> [Material to process]
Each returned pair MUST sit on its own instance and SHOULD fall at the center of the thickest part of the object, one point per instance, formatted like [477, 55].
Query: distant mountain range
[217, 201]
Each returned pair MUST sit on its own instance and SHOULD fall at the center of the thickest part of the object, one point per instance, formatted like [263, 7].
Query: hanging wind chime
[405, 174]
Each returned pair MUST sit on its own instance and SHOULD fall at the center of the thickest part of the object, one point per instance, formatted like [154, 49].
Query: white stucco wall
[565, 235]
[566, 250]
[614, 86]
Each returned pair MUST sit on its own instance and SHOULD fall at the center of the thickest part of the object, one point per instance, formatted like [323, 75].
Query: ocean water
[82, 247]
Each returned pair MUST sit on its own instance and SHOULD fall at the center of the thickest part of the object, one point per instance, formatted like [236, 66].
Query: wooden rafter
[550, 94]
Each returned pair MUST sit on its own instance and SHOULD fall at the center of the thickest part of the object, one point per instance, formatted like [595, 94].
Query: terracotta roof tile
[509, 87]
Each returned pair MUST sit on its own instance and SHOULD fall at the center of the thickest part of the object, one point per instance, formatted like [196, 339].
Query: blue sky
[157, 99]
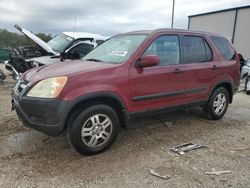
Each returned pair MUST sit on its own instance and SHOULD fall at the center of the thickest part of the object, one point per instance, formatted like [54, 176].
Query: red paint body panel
[129, 82]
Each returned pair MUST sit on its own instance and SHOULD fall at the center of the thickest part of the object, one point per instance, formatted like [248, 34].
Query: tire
[217, 105]
[94, 129]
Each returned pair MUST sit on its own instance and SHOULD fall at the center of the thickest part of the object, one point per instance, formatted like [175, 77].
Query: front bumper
[45, 115]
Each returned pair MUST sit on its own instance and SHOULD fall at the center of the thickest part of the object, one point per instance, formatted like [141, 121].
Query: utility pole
[172, 23]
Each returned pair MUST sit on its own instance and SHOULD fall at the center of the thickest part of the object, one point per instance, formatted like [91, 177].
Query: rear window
[196, 50]
[224, 47]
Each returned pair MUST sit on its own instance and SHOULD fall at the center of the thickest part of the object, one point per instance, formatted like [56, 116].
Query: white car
[245, 73]
[67, 45]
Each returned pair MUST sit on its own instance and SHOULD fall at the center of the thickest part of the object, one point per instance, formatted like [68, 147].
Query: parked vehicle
[67, 45]
[245, 74]
[130, 75]
[2, 76]
[4, 54]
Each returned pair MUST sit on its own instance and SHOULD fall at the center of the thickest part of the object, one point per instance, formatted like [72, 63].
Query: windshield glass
[117, 49]
[248, 62]
[60, 42]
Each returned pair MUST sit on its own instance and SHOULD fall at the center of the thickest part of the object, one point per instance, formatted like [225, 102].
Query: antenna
[74, 28]
[172, 23]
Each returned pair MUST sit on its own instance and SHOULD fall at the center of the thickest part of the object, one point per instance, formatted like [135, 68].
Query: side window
[99, 42]
[82, 49]
[224, 47]
[167, 48]
[196, 50]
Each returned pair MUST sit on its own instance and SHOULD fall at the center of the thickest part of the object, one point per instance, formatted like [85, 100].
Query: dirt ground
[31, 159]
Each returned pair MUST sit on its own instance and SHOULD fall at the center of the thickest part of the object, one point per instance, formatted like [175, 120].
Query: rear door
[200, 69]
[162, 85]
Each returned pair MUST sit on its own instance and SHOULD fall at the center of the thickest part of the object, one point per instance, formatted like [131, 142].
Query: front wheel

> [What needs to be done] Only the text of the entries above is to be given again, exactly, with the pictures left out.

> [Solved problem]
Each returned pair MUST sit on its own instance and SHOULD fall at the center of the thickest part of the object, one point per instance, formatted like [477, 55].
Query: distant mountain range
[217, 201]
Each returned pair MUST sit on its own instance and SHOULD fall at the center of the thickest part of the object, one point per instance, formatted like [263, 7].
Query: hanging wind chime
[405, 174]
Each returned pair MUST sit on its own instance and SHOULD fall at the center of the thickest part of the object, one point per instance, formatted like [154, 49].
Query: white stucco wall
[565, 235]
[566, 250]
[614, 86]
Each returned pair MUST sit on its own instance and SHOULD fall at the center of the thickest part of the object, one point per instance, formatted like [323, 75].
Query: ocean water
[82, 247]
Each returned pair MUST sit on its own instance and SHOULD fall at the center of the thickest part of the object, one point per instance, formatted like [236, 66].
Query: wooden rafter
[550, 94]
Each returned pair MUST sit on its own instance and SHOULD fall at the center of the thickest part of the object, one point per instance, formatted like [595, 94].
Query: terracotta roof tile
[509, 87]
Each returned pair MUST sit on its own instance and SHOULD fall at the center of the thickest part of the object, one point per instance, formatted like [196, 339].
Query: blue sky
[157, 99]
Each returned pair MUST sit on its own instance and SHOULD fall at the center of the thickest part of the object, one point per instance, formatted like [54, 176].
Query: red paint body panel
[129, 82]
Each returned pair MUST sit on its own instance and SHOULD fall at the center of the thickest part of the object, one point per instance, formatted like [248, 34].
Query: tire
[217, 105]
[94, 129]
Each returned pair MUST sit on its own instance and SHOULD fall at the center of the thickest part of the object, one point per instance, formatted like [175, 77].
Query: front bumper
[45, 115]
Each returned pair MUST sit on its own instance and SHOULD fall at the center of the thickest part of the object, one point per instance, formatted like [141, 121].
Query: utility pole
[172, 23]
Each returned pair MUST sit on its own instance and SHOULD fall at the center of the thickest part of the object, one point per instance, formatted like [91, 177].
Query: rear window
[196, 50]
[224, 47]
Each returned pair MUST sit on its own instance and SHOULD fall at the center of the thickest part of the object, one point per instance, formatted like [56, 116].
Query: white car
[245, 73]
[67, 45]
Each returned pair MUST sit on its own instance and SHOULD fall at the center of the thickest part of the object, one point per instance, formatted like [68, 147].
Query: parked vehicle
[67, 45]
[245, 74]
[130, 75]
[2, 76]
[4, 54]
Each returned pair MUST sit on its own instance and SHOULD fall at the center of the thickest part of the object, one point per instance, formatted like [72, 63].
Query: windshield glass
[117, 49]
[248, 62]
[60, 42]
Each returned pair MUST sit on its own instance and SHOULD fall at the center of the thickest part of the object, one point per instance, formatted like [225, 102].
Query: antenna
[74, 28]
[172, 23]
Each returned pair MUST sit on its own instance and SHOULD fall at the center of the thickest part of the object, one point per instance, formatted like [135, 68].
Query: side window
[99, 42]
[82, 49]
[224, 47]
[167, 48]
[196, 50]
Each returned pair MUST sit on its own instance and SHOULD fall at the center of the thickest part of the object, one point per instance, formatted like [85, 100].
Query: dirt ground
[31, 159]
Each returned pair MUST sit on its own instance and SHOULD fall at the center of the thickest part of the object, one point per instance, formatted like [175, 120].
Query: rear door
[200, 69]
[162, 85]
Each returned pair MUST sit on its own instance and SHOULD fall at the center of the thickest part of the object, one point per instance, formatted like [131, 142].
Query: front wheel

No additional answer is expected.